ИСХОДНЫЙ ТЕКСТ:
= = = = =
В
сентябре 1957 года западногерманский барк «Памир» (водоизмещением 3100 тонн),
подгоняемый свежим ветром, с грузом зерна направлялся к родным берегам – в
Гамбург. Он возвращался из Буэнос‑Айреса, и на его борту находилось 86 человек
– 35 человек команды и группа курсантов мореходного училища. На «Памире» они
проходили свою первую морскую практику.
Утро
21 сентября выдалось хмурым. Около восьми часов ветер вдруг заметно усилился и
резко изменил свое направление. Еще ничего не предвещало катастрофы, парусник
был, как говорится, прочной «посудиной» он не раз выходил с честью и из более
серьезных передряг и испытаний. Ветер тем временем набирал силу, надул паруса и
превратил их в гигантские полушария.
Капитан
Иоганнес Дибич был опытным моряком, посвятившим морю 46 лет своей жизни.
Получив донесение о надвигающемся урагане, он принял решение форсировать ход
судна парусами, чтобы быстрее уйти с пути урагана. Однако этот маневр стал для
«Памира» роковым. Центр урагана неожиданно настиг его, и ветер ударил с
подветренной стороны. Паруса плотно легли на стеньги, ванты и фордуны.
На
корабль обрушились поднятые ветром яростные волны, сильно креня его на левый
борт. Через несколько минут поручни этого борта скрылись под водой. Крен вскоре
достиг 30–40°, и огромные волны свободно перекатывались по палубе парусника.
Груз зерна в трюме переместился на левый борт, и парусник опрокинулся.
Положение
становилось чрезвычайно угрожающим, и капитан решил подать сигнал бедствия –
SOS. Особой паники на корабле пока не было, но атмосфера создавалась гнетущая.
Многие матросы уже перестали надеяться, что «Памир» выпрямится. Тогда капитан
приказал раздать всем спасательные жилеты.
Разделив
между собой сигареты и продукты, команда стала пробираться к спасательным
шлюпкам. Однако дело это оказалось не таким простым и пробиваться приходилось с
большим трудом. Три шлюпки по левому борту оказались полностью под водой. А
шлюпки правого борта так высоко болтались на поднявшейся палубе, что спустить
их не было никакой возможности. Тогда матросы бросились к резиновым плотам, два
из которых тоже оказались затопленными. Лишь на оставшихся трех плотах
нескольким счастливцам удалось отойти от гибнущего «Памира».
В
этот момент капитан отдал приказ: «Всем оставить корабль! Держаться
вместе!», – и моряки начали прыгать в воду с наклонной палубы. Волны, как
падающие горы, обрушились на гибнущих людей, державшихся за различные обломки.
В стороне виднелся перевернутый корпус «Памира», и человек десять еще пытались
уцепиться за него в надежде, что парусник все же не пойдет ко дну. Неподалеку
от него болталась полузатопленная шлюпка, к которой и направились, наперекор
волнам, несколько отчаянных матросов. В их числе был и Ганс Вирт, один из
немногих оставшихся в живых, который впоследствии написал о кораблекрушении и
борьбе моряков за жизнь.
= = = = =
ЗАДАНИЯ:
a) Воспроизведите без изменений отрывок из текста о крушении «Памира»: начните с места, где стоят слова «Получив донесение о», и остановитесь после слов «ванты и фордуны.».
b) Продолжите текст о крушении «Памира», начав сразу после его последнего предложения.
= = = = =
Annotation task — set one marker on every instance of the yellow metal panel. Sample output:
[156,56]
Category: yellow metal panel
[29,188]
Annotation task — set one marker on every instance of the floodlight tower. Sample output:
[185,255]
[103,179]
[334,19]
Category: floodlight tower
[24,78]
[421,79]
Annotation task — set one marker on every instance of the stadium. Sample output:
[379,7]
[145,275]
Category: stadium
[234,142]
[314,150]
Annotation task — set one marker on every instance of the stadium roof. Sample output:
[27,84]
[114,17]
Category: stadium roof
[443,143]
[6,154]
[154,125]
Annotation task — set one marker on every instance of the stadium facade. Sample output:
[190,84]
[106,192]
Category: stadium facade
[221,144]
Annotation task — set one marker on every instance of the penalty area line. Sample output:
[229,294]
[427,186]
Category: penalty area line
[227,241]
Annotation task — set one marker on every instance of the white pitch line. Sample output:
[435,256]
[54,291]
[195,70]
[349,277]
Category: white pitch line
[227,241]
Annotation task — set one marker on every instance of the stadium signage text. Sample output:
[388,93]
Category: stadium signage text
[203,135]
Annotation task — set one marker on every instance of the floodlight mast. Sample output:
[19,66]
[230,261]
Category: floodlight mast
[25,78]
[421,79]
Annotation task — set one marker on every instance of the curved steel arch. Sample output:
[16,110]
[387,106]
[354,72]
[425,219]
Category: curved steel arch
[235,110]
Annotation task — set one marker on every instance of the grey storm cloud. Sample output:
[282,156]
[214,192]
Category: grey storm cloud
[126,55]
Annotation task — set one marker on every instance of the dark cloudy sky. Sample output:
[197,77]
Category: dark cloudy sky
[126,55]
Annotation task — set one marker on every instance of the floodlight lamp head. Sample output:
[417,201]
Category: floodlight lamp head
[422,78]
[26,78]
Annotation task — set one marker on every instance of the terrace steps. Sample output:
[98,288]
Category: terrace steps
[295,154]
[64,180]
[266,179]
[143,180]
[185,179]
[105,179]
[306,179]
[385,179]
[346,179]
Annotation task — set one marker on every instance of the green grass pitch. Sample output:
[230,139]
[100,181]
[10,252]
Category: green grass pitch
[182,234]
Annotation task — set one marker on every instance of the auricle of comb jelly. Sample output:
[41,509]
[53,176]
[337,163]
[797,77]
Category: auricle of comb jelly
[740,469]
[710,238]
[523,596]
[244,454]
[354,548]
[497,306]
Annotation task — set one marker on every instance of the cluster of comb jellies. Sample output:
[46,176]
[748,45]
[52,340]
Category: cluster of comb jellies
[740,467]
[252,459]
= = = = =
ИТОГОВЫЕ РЕЗУЛЬТАТЫ:
a)
Получив донесение о надвигающемся урагане, он принял решение форсировать ход
судна парусами, чтобы быстрее уйти с пути урагана. Однако этот маневр стал для
«Памира» роковым. Центр урагана неожиданно настиг его, и ветер ударил с
подветренной стороны. Паруса плотно легли на стеньги, ванты и фордуны.

b)
Однако
добраться до шлюпки тоже оказалось делом нелегким. Всякий раз, когда волны
смыкались над головами матросов, многим казалось потом чудом, что они вновь
выныривали и оставались плавать на поверхности моря. Но, жадно хватая ртом
воздух, все продолжали двигаться к цели. К счастью, ударами волн лодку
подогнало к Гансу, и он ухватился за планшир. Вслед за ним еще девяти человекам
удалось добраться до шлюпки – их единственной надежды на спасение. В шлюпке не
оказалось весел, зато под одним из сидений люди нашли небольшой мешок с
консервами и маленький бочонок с пресной водой.
Плавая,
многие из матросов сбросили с себя часть одежды. Там, в бушующем море она
мешала, но теперь они сидели в шлюпке полуголые и лязгали от холода зубами.
Шлюпка бешено болталась вверх и вниз, и с гребня одной из больших волн они
увидели свой «Памир». Оставшиеся все еще цеплялись за его корпус, но уже через
несколько минут парусник навсегда исчез под водой.
Кругом
не было никого, только бескрайнее пустынное море… Лишь один раз вдали
показалась спасательная шлюпка, в которой виднелось человек двадцать, но они их
не заметили. Вскоре исчезла и она, и моряки остались лицом к лицу с разъяренным
морем. Оно продолжало неистово бушевать, и одна из волн ударила в шлюпку так
сильно, что перевернула ее, и все снова очутились в воде. Отчаянно барахтаясь,
они с трудом восстановили ее в прежнем положении, причем изрядно ободрали себе
руки и ноги об острые края шлюпки. Скоро соленая морская вода стала разъедать
раны.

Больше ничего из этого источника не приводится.